Segment Start: Material provided

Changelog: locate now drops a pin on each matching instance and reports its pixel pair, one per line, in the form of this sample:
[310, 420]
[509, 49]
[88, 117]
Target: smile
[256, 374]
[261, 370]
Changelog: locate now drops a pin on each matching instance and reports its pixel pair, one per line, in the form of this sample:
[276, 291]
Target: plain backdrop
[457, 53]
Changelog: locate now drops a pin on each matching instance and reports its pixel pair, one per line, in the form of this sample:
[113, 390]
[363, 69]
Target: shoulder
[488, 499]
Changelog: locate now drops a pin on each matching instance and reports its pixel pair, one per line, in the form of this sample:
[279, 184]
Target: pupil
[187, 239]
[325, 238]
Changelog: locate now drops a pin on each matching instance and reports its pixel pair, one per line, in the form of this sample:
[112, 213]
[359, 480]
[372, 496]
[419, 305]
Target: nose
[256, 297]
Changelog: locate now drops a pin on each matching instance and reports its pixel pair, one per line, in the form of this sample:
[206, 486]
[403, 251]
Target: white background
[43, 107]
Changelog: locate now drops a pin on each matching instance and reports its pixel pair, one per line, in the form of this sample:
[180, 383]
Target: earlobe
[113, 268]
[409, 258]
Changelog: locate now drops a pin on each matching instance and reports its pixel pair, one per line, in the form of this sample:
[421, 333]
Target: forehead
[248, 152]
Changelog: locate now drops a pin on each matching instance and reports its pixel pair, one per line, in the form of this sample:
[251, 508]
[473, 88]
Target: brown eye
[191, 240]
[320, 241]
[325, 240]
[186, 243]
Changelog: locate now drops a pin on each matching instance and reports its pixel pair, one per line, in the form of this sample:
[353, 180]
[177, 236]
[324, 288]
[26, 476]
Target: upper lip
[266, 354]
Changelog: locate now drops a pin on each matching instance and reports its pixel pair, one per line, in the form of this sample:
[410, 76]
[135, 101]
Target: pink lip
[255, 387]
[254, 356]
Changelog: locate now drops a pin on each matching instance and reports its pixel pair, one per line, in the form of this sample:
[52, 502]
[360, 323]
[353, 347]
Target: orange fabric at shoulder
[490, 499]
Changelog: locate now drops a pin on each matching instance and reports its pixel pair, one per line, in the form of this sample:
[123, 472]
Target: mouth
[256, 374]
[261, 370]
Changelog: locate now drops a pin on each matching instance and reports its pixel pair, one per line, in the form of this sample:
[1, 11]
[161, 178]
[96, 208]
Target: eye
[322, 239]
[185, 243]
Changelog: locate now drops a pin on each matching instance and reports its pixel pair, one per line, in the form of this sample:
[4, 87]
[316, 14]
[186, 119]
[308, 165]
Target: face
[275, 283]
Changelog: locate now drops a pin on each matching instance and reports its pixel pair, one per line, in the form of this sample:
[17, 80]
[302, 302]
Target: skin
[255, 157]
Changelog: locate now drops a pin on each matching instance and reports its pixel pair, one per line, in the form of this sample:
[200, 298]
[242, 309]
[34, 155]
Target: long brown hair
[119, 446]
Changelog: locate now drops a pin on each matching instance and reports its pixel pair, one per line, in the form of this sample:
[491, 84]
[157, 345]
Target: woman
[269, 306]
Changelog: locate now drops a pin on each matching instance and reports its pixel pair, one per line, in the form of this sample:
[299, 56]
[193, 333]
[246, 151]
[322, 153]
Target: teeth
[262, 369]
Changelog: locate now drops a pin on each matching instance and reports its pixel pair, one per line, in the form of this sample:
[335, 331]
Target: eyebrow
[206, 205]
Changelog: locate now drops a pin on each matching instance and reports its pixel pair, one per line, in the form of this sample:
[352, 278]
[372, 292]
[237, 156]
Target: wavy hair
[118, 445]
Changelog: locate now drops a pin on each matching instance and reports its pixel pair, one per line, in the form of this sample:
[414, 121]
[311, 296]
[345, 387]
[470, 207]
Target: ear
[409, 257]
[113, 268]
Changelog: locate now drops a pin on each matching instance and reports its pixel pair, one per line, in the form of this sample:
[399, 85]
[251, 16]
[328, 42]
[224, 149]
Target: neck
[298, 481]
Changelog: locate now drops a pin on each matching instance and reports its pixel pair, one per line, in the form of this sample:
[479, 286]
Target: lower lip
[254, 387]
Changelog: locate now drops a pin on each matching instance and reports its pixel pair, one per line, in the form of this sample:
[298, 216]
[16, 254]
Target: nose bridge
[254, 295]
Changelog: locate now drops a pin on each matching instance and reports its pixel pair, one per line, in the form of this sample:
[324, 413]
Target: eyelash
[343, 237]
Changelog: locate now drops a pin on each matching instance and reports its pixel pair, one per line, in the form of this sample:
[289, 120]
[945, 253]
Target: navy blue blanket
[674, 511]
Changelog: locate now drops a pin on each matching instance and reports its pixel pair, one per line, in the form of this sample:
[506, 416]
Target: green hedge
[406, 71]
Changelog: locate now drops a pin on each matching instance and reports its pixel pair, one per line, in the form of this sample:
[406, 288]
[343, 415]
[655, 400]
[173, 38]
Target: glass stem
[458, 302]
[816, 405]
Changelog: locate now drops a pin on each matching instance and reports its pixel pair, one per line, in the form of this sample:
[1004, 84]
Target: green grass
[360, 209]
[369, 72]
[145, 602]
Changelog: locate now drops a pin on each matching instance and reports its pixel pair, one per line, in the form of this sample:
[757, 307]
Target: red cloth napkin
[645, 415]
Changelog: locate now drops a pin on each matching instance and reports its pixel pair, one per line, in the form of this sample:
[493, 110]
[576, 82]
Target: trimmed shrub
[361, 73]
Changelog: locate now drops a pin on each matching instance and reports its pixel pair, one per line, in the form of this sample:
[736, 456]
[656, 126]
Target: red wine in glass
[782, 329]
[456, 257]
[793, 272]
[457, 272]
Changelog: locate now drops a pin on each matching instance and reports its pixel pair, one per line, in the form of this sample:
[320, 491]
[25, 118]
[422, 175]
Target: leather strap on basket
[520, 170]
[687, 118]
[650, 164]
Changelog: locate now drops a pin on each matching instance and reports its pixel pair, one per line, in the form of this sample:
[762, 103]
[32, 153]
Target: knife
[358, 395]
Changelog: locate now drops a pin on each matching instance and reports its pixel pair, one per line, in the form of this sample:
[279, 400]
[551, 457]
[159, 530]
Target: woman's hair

Segment End: Material provided

> Exercise brief
Please repeat the material in full, keeping it exact.

> Solution below
Changelog: locate now drops a pin on each matching instance and reports its pixel pair, one per line, in the form of this sample:
[310, 420]
[509, 49]
[88, 117]
Target: smile
[256, 374]
[261, 370]
Changelog: locate now drops a pin on each matching instance and reports its pixel pair, one per line, in the form of this sample:
[276, 291]
Target: plain backdrop
[457, 53]
Changelog: locate now drops a pin on each matching instance and reports its pixel pair, one per line, in the form of this sample:
[113, 390]
[363, 69]
Target: shoulder
[488, 499]
Changelog: locate now drops a pin on each matching instance and reports its pixel pair, one per line, in the form of this sample:
[279, 184]
Target: pupil
[187, 239]
[325, 238]
Changelog: locate now drops a pin on each matching instance and reports its pixel pair, one per line, in the form of this sample:
[112, 213]
[359, 480]
[372, 496]
[419, 305]
Target: nose
[256, 297]
Changelog: locate now drops a pin on each matching instance and reports its pixel pair, one per line, in the form of this sample:
[206, 486]
[403, 251]
Target: white background
[43, 107]
Changelog: locate now drops a pin on each matching instance and reports its pixel pair, one per line, in the form of this sample:
[180, 383]
Target: earlobe
[113, 268]
[409, 258]
Changelog: locate now drops a pin on each matching instance and reports its pixel pair, one per line, in the form of this sample:
[421, 333]
Target: forehead
[248, 152]
Changelog: locate now drops a pin on each matching instance and reports its pixel pair, one per line, in the form of this sample:
[251, 508]
[473, 88]
Target: brown eye
[191, 240]
[320, 241]
[325, 240]
[186, 243]
Changelog: locate now drops a pin on each matching instance and reports its pixel pair, one per line, in the form of this sample:
[353, 180]
[177, 236]
[324, 288]
[26, 476]
Target: upper lip
[266, 354]
Changelog: locate now drops a pin on each matching instance and reports its pixel pair, one per line, in the form of this sample:
[410, 76]
[135, 101]
Target: pink lip
[255, 387]
[254, 356]
Changelog: locate now drops a pin on each matching instance and reports its pixel pair, one per line, in the form of this sample:
[52, 502]
[360, 323]
[353, 347]
Target: orange fabric at shoulder
[490, 499]
Changelog: locate now drops a pin on each matching instance and reports its pixel pair, one per line, in the form of this sample:
[123, 472]
Target: mouth
[256, 374]
[261, 370]
Changelog: locate now drops a pin on each matching instance and reports its pixel pair, one per line, in the form of this sample:
[1, 11]
[161, 178]
[96, 208]
Target: eye
[322, 239]
[185, 243]
Changelog: locate now drops a pin on each matching instance and reports its pixel pair, one per line, in the form of this sample:
[4, 87]
[316, 14]
[186, 119]
[308, 165]
Target: face
[275, 283]
Changelog: locate now drops a pin on each matching instance and reports its pixel pair, one per line, in the form of this sample:
[17, 80]
[302, 302]
Target: skin
[255, 157]
Changelog: locate now drops a pin on each matching instance and reports its pixel pair, one per line, in the form of this sample:
[200, 298]
[242, 309]
[34, 155]
Target: long brown hair
[119, 446]
Changelog: locate now drops a pin on each matching instance and reports its pixel pair, one per line, in the form of this sample:
[491, 84]
[157, 345]
Target: woman
[269, 306]
Changelog: locate now drops a pin on each matching instance and reports its pixel pair, one per line, in the form of this sample:
[299, 56]
[193, 333]
[246, 151]
[322, 153]
Target: teeth
[262, 369]
Changelog: locate now drops a pin on each matching instance and reports its pixel pair, one per line, in the form of this sample:
[335, 331]
Target: eyebrow
[206, 205]
Changelog: locate now drops a pin on each matching instance and reports its pixel pair, one per line, in the form of this sample:
[352, 278]
[372, 292]
[237, 156]
Target: wavy hair
[118, 445]
Changelog: locate now drops a pin on each matching instance and reports its pixel pair, one per line, in the form of this sample:
[414, 121]
[311, 296]
[345, 387]
[470, 207]
Target: ear
[409, 257]
[113, 268]
Changelog: locate now drops a pin on each matching instance and reports its pixel pair, one per line, in the form of this sample:
[399, 85]
[251, 16]
[328, 42]
[224, 149]
Target: neck
[298, 481]
Changelog: locate now drops a pin on each matching instance and reports its pixel pair, one per line, in the form of this sample:
[479, 286]
Target: lower lip
[254, 387]
Changelog: locate now drops a pin on each matching instance and reports its pixel pair, one per line, in the form of this sample:
[298, 216]
[16, 254]
Target: nose bridge
[254, 295]
Changelog: locate now drops a pin on each matching instance and reports its pixel pair, one per line, in the form of this sample:
[324, 413]
Target: eyelash
[343, 237]
Changelog: locate now drops a pin on each matching instance and reports its pixel pair, one per line, in the form of this sample:
[289, 120]
[945, 253]
Target: navy blue blanket
[674, 511]
Changelog: locate now drops a pin on each matching instance and reports its pixel pair, one per line, in the form of this sample:
[506, 416]
Target: green hedge
[406, 71]
Changelog: locate now drops a pin on each matching instance and reports its pixel pair, one per line, in the form of this sample:
[406, 288]
[343, 415]
[655, 400]
[173, 38]
Target: glass stem
[458, 302]
[816, 405]
Changelog: locate now drops a pin on each matching instance and reports its pixel pair, one per line, in the form of this sample:
[1004, 84]
Target: green grass
[360, 209]
[369, 72]
[145, 602]
Changelog: locate now drops a pin on each matching instance and reports its pixel pair, one per line, in the form of this sample:
[757, 307]
Target: red cloth napkin
[645, 415]
Changelog: locate now drops a pin on each matching instance and reports its pixel pair, one per line, in the form of this sample:
[493, 110]
[576, 82]
Target: trimmed shrub
[361, 73]
Changelog: locate now drops a pin on each matching instance and reports its pixel pair, one per line, in the form of this sample:
[736, 456]
[656, 126]
Target: red wine in glass
[782, 329]
[456, 257]
[793, 272]
[457, 272]
Changelog: locate now drops a pin on each matching instance and reports its pixel pair, one per line, in the form of this sample:
[320, 491]
[25, 118]
[422, 175]
Target: leather strap on basket
[520, 170]
[687, 118]
[650, 164]
Changelog: locate now drops a pin on each matching instance and reports its pixel pair, one per line, in the form of this sample:
[762, 103]
[32, 153]
Target: knife
[358, 395]
Changelog: locate now drops a pin on each matching instance and reports its pixel pair, one per line, in the form of this sample:
[279, 400]
[551, 457]
[159, 530]
Target: woman's hair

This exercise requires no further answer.